Aim ::
Write out the lines below as a JSON list of strings, one string per line, skipping blank lines and omitting the pictures.

Data supplied ::
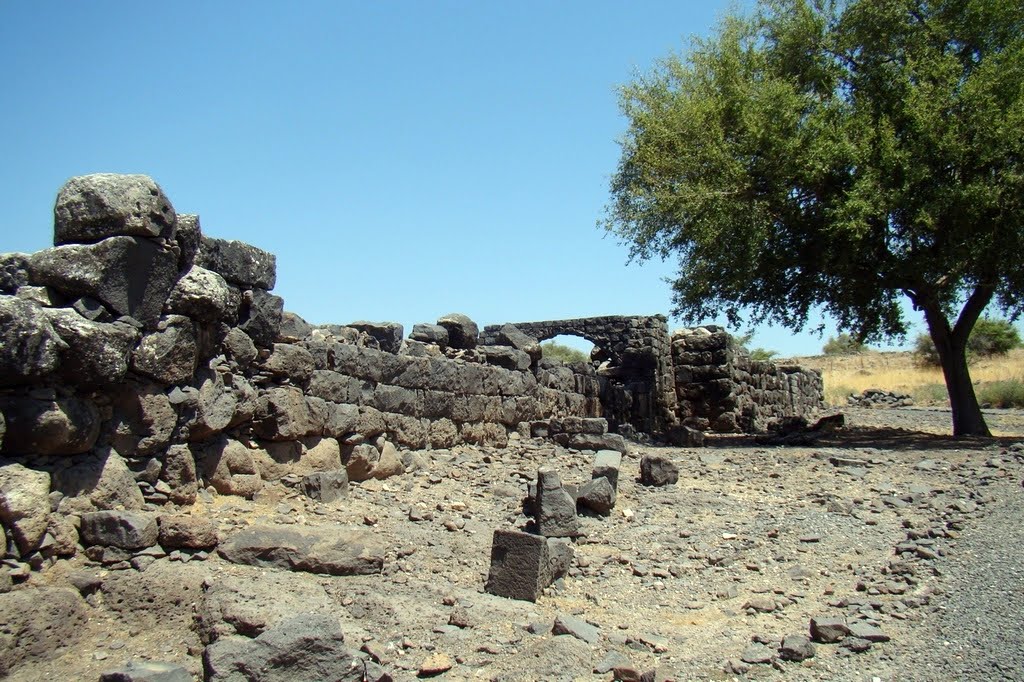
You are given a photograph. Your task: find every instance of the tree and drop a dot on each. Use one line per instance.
(844, 344)
(838, 156)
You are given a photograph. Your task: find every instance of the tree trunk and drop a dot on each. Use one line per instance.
(951, 347)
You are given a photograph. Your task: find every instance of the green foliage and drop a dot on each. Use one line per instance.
(562, 353)
(844, 344)
(763, 354)
(989, 337)
(837, 156)
(1008, 393)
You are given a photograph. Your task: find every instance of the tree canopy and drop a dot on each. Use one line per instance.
(837, 156)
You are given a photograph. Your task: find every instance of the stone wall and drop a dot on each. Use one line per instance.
(720, 388)
(637, 387)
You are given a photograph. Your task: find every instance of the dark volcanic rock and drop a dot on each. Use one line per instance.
(90, 208)
(331, 550)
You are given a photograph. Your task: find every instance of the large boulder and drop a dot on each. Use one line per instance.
(204, 295)
(30, 347)
(25, 505)
(130, 274)
(240, 263)
(64, 426)
(463, 332)
(169, 353)
(305, 648)
(97, 353)
(90, 208)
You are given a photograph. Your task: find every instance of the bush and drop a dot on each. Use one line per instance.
(989, 337)
(844, 344)
(562, 353)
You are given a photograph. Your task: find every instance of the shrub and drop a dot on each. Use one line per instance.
(562, 353)
(989, 337)
(844, 344)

The response ::
[
  "You are given a photograph. Your task: find every instance of the tree and drop a dot on each. Use one line per instance.",
  "(844, 344)",
  "(838, 156)",
  "You are given a photograph. Your task: find every instance of the tree trunk and drop a dot on each. Use one line per instance.",
  "(951, 347)",
  "You are given a photograph. Your task: find every instance of the green foliage and drop a dot on each. Use one line per instance.",
  "(562, 353)",
  "(844, 344)",
  "(763, 354)",
  "(989, 337)",
  "(837, 156)",
  "(1008, 393)",
  "You are given a photograph. Your task: find every instance of the tree canopy and drop a dot on each. Use one line per instance.",
  "(837, 156)",
  "You are given a photograph. Your task: find every instance of the stone wall and drop a dot on each. Use one line per instance.",
  "(720, 388)",
  "(637, 387)",
  "You are given a photograph. Your task: find every instance of the dark volcanic rock and drop a dot on each. Use one line per instance.",
  "(90, 208)",
  "(331, 550)",
  "You are given a photograph. Your task: find every instance of the large boulder and drop a dot on each. Use one line per instance.",
  "(204, 295)",
  "(30, 347)",
  "(25, 505)",
  "(130, 274)",
  "(240, 263)",
  "(64, 426)",
  "(463, 332)",
  "(169, 353)",
  "(305, 648)",
  "(97, 353)",
  "(90, 208)",
  "You are given a photograph. Your task: find every instance of the bush and drop a dot on each. Use one line per instance.",
  "(989, 337)",
  "(844, 344)",
  "(562, 353)",
  "You are given a photograph. Your task: find every instance of the shrub and drop a dot on each. Use one line per instance.",
  "(562, 353)",
  "(989, 337)",
  "(844, 344)"
]